**STATED PROBLEM A:** From the toolchain update notes, quote the part that opens with the words containing "2021a update of" and closes with "use as dependency?".
**STATED PROBLEM B:** In one to three sentences, explain what the toolchain update notes say would take the place of fosscuda/2021a, and what the added dependency would provide.
**STATED PROBLEM C:** According to the toolchain update notes, what were the developers open to after the upstream UCX issue was opened?

━━━ TEXT SECTION

2021a update of common toolchains

  • TODO: fosscuda/2021a
    • collapsing foss and fosscuda toolchains
    • see https://github.com/easybuilders/easybuild-easyconfigs/issues/12484
    • status? (Mikael)
    • we wouldn't have fosscuda/2021a anymore, just depend on an extra dependency (UCX-CUDA) for GPU Direct RDMA support
    • CUDA bundle that depends on CUDAcore + UCX-CUDA to use as dependency?
    • CUDA support should be reflected in versionsuffix?
    • Intel MPI probably doesn't even support GPU Direct?
    • upstream UCX issue opened, developers were open to suggestion of environment variable
    • currently hardcoded in UCX-CUDA easyconfig PR, could be better to have a custom easyblock for this?

━━━━━━
━━━ RECORDS SHOWN

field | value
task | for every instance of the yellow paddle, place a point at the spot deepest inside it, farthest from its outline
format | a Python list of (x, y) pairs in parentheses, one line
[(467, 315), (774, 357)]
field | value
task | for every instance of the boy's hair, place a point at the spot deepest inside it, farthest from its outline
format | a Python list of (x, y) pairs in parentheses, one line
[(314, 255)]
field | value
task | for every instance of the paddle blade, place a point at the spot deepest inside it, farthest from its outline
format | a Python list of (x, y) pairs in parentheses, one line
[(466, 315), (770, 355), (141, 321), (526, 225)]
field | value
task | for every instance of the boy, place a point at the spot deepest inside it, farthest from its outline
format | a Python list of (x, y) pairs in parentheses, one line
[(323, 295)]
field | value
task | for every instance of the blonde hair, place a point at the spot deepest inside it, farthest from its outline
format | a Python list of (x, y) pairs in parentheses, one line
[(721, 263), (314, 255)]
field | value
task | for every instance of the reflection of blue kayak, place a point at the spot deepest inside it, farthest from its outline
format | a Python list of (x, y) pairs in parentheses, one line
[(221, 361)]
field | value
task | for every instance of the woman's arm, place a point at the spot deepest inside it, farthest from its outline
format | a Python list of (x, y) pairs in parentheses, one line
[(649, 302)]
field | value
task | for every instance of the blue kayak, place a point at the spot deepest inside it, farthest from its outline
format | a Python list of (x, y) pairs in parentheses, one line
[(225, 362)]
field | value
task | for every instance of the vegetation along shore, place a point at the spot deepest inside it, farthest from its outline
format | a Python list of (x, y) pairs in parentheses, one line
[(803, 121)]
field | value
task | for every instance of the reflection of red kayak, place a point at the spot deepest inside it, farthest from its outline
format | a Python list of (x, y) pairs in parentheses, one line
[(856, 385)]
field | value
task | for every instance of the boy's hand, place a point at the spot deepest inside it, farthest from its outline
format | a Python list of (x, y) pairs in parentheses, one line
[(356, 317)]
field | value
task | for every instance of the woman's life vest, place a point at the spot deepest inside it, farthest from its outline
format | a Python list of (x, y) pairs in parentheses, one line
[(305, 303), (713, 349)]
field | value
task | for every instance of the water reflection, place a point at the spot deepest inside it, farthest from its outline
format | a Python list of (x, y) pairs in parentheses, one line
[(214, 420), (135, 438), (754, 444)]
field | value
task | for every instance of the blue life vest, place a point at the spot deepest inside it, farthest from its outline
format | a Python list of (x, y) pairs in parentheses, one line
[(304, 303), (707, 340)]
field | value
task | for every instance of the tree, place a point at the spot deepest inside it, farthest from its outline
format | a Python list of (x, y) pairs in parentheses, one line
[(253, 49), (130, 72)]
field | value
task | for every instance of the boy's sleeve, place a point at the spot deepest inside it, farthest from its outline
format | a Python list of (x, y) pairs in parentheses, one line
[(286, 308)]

━━━━━━
━━━ RECORDS SHOWN

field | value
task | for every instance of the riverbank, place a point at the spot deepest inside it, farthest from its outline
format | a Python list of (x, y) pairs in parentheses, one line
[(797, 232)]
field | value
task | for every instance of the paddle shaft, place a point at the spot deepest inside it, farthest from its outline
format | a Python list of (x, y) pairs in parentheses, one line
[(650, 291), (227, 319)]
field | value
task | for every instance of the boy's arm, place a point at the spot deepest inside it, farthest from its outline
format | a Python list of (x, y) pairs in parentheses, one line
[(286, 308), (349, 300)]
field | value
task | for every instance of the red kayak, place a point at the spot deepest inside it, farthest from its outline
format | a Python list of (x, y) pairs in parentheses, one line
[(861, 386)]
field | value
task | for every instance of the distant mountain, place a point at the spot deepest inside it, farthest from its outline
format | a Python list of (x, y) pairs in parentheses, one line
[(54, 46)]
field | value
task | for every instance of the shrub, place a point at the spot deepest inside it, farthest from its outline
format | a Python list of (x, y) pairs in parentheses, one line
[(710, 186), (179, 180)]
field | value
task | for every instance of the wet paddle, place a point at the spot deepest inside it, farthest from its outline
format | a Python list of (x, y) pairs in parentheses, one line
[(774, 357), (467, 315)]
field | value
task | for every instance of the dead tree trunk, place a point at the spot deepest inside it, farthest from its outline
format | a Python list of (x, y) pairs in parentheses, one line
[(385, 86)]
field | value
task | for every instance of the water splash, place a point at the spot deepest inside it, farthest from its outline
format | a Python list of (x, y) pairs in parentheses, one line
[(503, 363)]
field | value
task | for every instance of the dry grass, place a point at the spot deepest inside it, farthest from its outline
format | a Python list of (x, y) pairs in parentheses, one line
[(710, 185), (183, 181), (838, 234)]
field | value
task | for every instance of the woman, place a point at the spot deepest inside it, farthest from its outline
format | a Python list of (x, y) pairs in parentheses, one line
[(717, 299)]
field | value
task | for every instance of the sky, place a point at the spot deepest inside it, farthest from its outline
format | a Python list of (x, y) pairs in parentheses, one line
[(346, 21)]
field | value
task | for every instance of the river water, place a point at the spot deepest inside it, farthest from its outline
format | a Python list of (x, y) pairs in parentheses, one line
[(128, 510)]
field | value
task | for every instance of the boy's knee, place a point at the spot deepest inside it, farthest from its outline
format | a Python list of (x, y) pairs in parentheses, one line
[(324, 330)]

━━━━━━

**FINAL RESULT A:**
2021a update of common toolchains

  • TODO: fosscuda/2021a
    • collapsing foss and fosscuda toolchains
    • see https://github.com/easybuilders/easybuild-easyconfigs/issues/12484
    • status? (Mikael)
    • we wouldn't have fosscuda/2021a anymore, just depend on an extra dependency (UCX-CUDA) for GPU Direct RDMA support
    • CUDA bundle that depends on CUDAcore + UCX-CUDA to use as dependency?

**FINAL RESULT B:** There would no longer be a fosscuda/2021a toolchain. Instead, builds would depend on an extra dependency, UCX-CUDA, to get GPU Direct RDMA support.

**FINAL RESULT C:** A suggestion of an environment variable.